Saved entries:
☆ ☆ ☆ ☆ ☆
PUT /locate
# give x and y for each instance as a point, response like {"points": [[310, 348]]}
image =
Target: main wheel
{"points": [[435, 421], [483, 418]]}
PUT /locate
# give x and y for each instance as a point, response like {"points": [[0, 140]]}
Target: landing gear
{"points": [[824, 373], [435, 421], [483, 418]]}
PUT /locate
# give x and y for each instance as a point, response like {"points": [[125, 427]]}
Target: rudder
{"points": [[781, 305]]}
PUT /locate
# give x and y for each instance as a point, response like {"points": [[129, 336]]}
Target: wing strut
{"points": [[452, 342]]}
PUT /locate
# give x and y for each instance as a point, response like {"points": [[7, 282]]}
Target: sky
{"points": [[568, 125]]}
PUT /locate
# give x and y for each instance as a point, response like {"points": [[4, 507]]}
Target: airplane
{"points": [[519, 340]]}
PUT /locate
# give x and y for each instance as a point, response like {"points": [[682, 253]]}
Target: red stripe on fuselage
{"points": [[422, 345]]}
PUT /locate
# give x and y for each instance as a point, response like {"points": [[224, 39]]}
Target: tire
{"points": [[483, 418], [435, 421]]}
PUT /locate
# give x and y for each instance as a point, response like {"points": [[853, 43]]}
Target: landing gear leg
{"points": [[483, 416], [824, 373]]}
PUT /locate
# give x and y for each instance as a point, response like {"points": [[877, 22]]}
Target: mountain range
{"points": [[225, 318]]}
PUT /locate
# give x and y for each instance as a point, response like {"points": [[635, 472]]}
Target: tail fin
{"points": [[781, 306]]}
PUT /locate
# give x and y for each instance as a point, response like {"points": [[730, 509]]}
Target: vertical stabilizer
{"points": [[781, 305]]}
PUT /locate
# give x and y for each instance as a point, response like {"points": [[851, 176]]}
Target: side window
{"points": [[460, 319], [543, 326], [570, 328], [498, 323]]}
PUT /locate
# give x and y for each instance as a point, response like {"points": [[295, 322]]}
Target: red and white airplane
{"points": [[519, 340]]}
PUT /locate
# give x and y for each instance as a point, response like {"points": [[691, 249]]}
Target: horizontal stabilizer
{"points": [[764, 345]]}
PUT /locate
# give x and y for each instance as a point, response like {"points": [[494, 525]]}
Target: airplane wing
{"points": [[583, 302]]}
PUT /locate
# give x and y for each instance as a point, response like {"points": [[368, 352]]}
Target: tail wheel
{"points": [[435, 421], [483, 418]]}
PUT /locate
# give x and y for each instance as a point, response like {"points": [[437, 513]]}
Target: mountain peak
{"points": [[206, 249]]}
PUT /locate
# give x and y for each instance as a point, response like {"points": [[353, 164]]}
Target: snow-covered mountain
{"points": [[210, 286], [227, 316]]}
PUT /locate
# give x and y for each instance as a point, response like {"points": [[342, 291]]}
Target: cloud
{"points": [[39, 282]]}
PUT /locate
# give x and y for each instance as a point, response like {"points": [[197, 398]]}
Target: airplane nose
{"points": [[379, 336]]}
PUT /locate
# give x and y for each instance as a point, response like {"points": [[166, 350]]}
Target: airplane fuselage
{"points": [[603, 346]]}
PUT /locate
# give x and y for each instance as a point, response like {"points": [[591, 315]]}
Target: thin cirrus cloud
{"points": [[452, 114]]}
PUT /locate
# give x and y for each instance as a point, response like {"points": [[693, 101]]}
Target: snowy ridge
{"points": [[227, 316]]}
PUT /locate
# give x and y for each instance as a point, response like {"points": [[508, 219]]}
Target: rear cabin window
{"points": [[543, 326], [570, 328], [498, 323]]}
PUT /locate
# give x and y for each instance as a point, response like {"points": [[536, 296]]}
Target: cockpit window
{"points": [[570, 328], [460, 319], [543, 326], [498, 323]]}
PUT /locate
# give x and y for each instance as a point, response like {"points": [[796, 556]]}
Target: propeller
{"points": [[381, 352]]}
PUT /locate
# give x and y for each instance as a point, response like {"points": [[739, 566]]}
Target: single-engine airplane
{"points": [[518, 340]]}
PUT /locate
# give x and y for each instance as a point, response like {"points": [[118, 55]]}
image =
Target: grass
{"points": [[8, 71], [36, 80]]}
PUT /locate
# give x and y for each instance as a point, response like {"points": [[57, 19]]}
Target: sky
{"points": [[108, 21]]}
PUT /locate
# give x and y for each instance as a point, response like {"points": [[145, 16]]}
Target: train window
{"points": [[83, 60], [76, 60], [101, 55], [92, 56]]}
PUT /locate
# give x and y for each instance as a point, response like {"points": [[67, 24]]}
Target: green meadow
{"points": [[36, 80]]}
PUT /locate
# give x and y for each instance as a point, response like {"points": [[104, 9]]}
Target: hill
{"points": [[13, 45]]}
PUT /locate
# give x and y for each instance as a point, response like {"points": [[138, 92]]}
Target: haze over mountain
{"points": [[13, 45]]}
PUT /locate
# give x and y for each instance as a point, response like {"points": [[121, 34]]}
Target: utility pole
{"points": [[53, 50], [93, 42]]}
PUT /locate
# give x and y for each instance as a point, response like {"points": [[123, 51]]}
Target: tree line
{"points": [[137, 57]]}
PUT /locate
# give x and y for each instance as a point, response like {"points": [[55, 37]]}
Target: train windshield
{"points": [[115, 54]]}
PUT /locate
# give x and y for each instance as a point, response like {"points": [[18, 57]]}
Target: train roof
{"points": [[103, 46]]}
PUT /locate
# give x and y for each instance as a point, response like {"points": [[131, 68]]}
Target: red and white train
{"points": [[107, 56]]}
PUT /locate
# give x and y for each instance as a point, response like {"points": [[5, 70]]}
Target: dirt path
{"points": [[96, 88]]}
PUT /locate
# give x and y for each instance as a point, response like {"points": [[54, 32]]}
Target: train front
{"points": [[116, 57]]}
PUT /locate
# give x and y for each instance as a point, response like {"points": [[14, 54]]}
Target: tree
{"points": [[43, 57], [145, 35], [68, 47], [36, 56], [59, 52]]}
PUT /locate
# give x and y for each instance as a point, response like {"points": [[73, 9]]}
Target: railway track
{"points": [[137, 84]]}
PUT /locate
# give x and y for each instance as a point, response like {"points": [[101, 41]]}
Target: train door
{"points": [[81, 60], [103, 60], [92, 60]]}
☆ ☆ ☆ ☆ ☆
- _Exercise brief_: All of the data needs to be reproduced exactly, with no line missing.

- _Full output_:
PUT /locate
# give x and y for each instance as a point, response like {"points": [[310, 348]]}
image =
Target: main wheel
{"points": [[435, 421], [483, 418]]}
PUT /locate
# give x and y for each instance as a point, response like {"points": [[0, 140]]}
Target: landing gear
{"points": [[824, 373], [435, 421], [483, 418]]}
PUT /locate
# give x and y for each instance as a point, response like {"points": [[125, 427]]}
Target: rudder
{"points": [[781, 305]]}
PUT /locate
# give x and y for each instance as a point, response like {"points": [[129, 336]]}
Target: wing strut
{"points": [[452, 342]]}
PUT /locate
# give x and y for each instance as a point, response like {"points": [[7, 282]]}
Target: sky
{"points": [[568, 125]]}
PUT /locate
# give x and y for each instance as a point, response like {"points": [[4, 507]]}
Target: airplane
{"points": [[519, 340]]}
PUT /locate
# give x and y for each instance as a point, response like {"points": [[682, 253]]}
Target: red stripe on fuselage
{"points": [[422, 345]]}
PUT /locate
# give x and y for each instance as a point, response like {"points": [[224, 39]]}
Target: tire
{"points": [[483, 418], [435, 421]]}
PUT /locate
# give x and y for each instance as a point, response like {"points": [[853, 43]]}
Target: landing gear leg
{"points": [[483, 416], [824, 373]]}
PUT /locate
# give x and y for each instance as a point, response like {"points": [[877, 22]]}
Target: mountain range
{"points": [[225, 318]]}
PUT /locate
# give x and y for each instance as a point, response like {"points": [[635, 472]]}
Target: tail fin
{"points": [[781, 306]]}
PUT /locate
# give x and y for each instance as a point, response like {"points": [[730, 509]]}
Target: vertical stabilizer
{"points": [[781, 305]]}
PUT /locate
# give x and y for each instance as a point, response like {"points": [[851, 176]]}
Target: side window
{"points": [[460, 319], [543, 326], [570, 328], [498, 323]]}
PUT /locate
# give x and y for each instance as a point, response like {"points": [[295, 322]]}
Target: red and white airplane
{"points": [[519, 340]]}
PUT /locate
# give x and y for each instance as a point, response like {"points": [[691, 249]]}
Target: horizontal stabilizer
{"points": [[764, 345]]}
PUT /locate
# give x and y for each instance as a point, response like {"points": [[494, 525]]}
Target: airplane wing
{"points": [[583, 302]]}
PUT /locate
# give x and y for each instance as a point, response like {"points": [[368, 352]]}
Target: tail wheel
{"points": [[435, 421], [483, 418]]}
PUT /locate
# give x and y for each instance as a point, response like {"points": [[437, 513]]}
Target: mountain peak
{"points": [[206, 249]]}
PUT /locate
# give x and y for each instance as a point, response like {"points": [[353, 164]]}
Target: snow-covered mountain
{"points": [[210, 286], [227, 316]]}
PUT /locate
# give x and y for each instance as a point, response like {"points": [[342, 291]]}
Target: cloud
{"points": [[39, 282]]}
PUT /locate
# give x and y for each instance as a point, response like {"points": [[197, 398]]}
Target: airplane nose
{"points": [[379, 336]]}
PUT /locate
# give x and y for each instance as a point, response like {"points": [[166, 350]]}
Target: airplane fuselage
{"points": [[603, 346]]}
PUT /locate
# give x and y for each instance as a point, response like {"points": [[591, 315]]}
Target: thin cirrus cloud
{"points": [[452, 114]]}
PUT /locate
# give x and y for each instance as a point, response like {"points": [[693, 101]]}
Target: snowy ridge
{"points": [[227, 316]]}
PUT /locate
# give x and y for each instance as a point, response like {"points": [[508, 219]]}
Target: rear cabin window
{"points": [[543, 326], [570, 328], [498, 323]]}
PUT /locate
# give x and y for each instance as a point, response like {"points": [[536, 296]]}
Target: cockpit window
{"points": [[570, 328], [460, 319], [543, 326], [498, 323]]}
PUT /locate
# give x and y for each instance as a point, response like {"points": [[796, 556]]}
Target: propeller
{"points": [[381, 352]]}
PUT /locate
# give x and y for each instance as a point, response like {"points": [[739, 566]]}
Target: single-engine airplane
{"points": [[518, 340]]}
PUT /locate
# give x and y for each instance as a point, response like {"points": [[118, 55]]}
image =
Target: grass
{"points": [[8, 71], [36, 80]]}
PUT /locate
# give x and y for each instance as a point, response like {"points": [[57, 19]]}
Target: sky
{"points": [[108, 21]]}
PUT /locate
# give x and y for each instance as a point, response like {"points": [[145, 16]]}
Target: train window
{"points": [[83, 60], [76, 60], [101, 55], [92, 56]]}
PUT /locate
# give x and y for each instance as a point, response like {"points": [[67, 24]]}
Target: green meadow
{"points": [[36, 80]]}
PUT /locate
# give x and y for each instance as a point, response like {"points": [[104, 9]]}
Target: hill
{"points": [[13, 45]]}
PUT /locate
# give x and y for each instance as a point, response like {"points": [[138, 92]]}
Target: haze over mountain
{"points": [[13, 45]]}
PUT /locate
# give x and y for each instance as a point, response like {"points": [[121, 34]]}
Target: utility pole
{"points": [[53, 50], [93, 42]]}
PUT /locate
# give x and y for each instance as a point, response like {"points": [[123, 51]]}
Target: tree line
{"points": [[137, 57]]}
PUT /locate
# give x and y for each instance as a point, response like {"points": [[55, 37]]}
Target: train windshield
{"points": [[115, 54]]}
PUT /locate
# give x and y for each instance as a point, response like {"points": [[18, 57]]}
Target: train roof
{"points": [[103, 46]]}
PUT /locate
# give x and y for each instance as a point, response like {"points": [[131, 68]]}
Target: red and white train
{"points": [[107, 56]]}
PUT /locate
# give x and y for each instance as a point, response like {"points": [[5, 70]]}
Target: dirt path
{"points": [[96, 88]]}
PUT /locate
# give x and y for each instance as a point, response like {"points": [[54, 32]]}
Target: train front
{"points": [[116, 57]]}
PUT /locate
# give x and y for each instance as a point, response like {"points": [[14, 54]]}
Target: tree
{"points": [[43, 57], [145, 35], [68, 47], [36, 56], [59, 52]]}
PUT /locate
# give x and y for each instance as a point, response like {"points": [[73, 9]]}
Target: railway track
{"points": [[137, 84]]}
PUT /locate
# give x and y for each instance as a point, response like {"points": [[101, 41]]}
Target: train door
{"points": [[81, 60], [103, 60], [92, 60]]}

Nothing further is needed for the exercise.